### Exercise details
Show each line of the entries below that contains the word "opening", matching case exactly.

### Input for this task
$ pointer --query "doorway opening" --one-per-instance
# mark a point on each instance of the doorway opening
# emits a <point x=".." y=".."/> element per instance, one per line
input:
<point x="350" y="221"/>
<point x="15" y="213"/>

### Reply
$ pointer --query "doorway opening" --one-per-instance
# mark a point on each instance of the doorway opening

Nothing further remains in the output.